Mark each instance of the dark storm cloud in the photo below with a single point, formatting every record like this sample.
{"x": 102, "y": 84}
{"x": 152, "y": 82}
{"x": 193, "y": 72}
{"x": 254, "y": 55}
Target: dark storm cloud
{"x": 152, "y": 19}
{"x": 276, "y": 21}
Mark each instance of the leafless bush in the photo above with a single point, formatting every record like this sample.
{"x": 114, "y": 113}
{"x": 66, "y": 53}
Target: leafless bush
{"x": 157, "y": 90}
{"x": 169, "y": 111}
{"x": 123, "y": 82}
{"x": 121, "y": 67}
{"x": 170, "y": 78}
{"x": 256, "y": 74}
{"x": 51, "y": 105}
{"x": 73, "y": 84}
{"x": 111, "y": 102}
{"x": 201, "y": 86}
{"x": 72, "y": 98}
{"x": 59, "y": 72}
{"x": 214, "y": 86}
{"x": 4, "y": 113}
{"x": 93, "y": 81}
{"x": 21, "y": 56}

· · · · · · ·

* _Required task_: Lay out every line above as a Markdown table with the columns Row and Line, numbering the lines in order and omitting any blank ones.

* _Exercise solution_:
| Row | Line |
|---|---|
| 1 | Mark each instance of the dark storm cloud in the photo below with a single point, formatting every record like this sample. |
| 2 | {"x": 102, "y": 84} |
| 3 | {"x": 152, "y": 82} |
| 4 | {"x": 193, "y": 72} |
| 5 | {"x": 254, "y": 55} |
| 6 | Target: dark storm cloud |
| 7 | {"x": 152, "y": 19} |
| 8 | {"x": 276, "y": 21} |
| 9 | Mark each instance of the leafless bush in the photo above with a single point, formatting every record like this sample. |
| 10 | {"x": 114, "y": 113} |
| 11 | {"x": 66, "y": 53} |
| 12 | Target: leafless bush |
| 13 | {"x": 157, "y": 90} |
| 14 | {"x": 169, "y": 111} |
| 15 | {"x": 123, "y": 82} |
| 16 | {"x": 121, "y": 67} |
| 17 | {"x": 170, "y": 78} |
| 18 | {"x": 256, "y": 74} |
| 19 | {"x": 51, "y": 105} |
| 20 | {"x": 73, "y": 84} |
| 21 | {"x": 111, "y": 102} |
| 22 | {"x": 201, "y": 86} |
| 23 | {"x": 72, "y": 98} |
| 24 | {"x": 59, "y": 72} |
| 25 | {"x": 214, "y": 86} |
| 26 | {"x": 4, "y": 113} |
| 27 | {"x": 93, "y": 81} |
| 28 | {"x": 21, "y": 56} |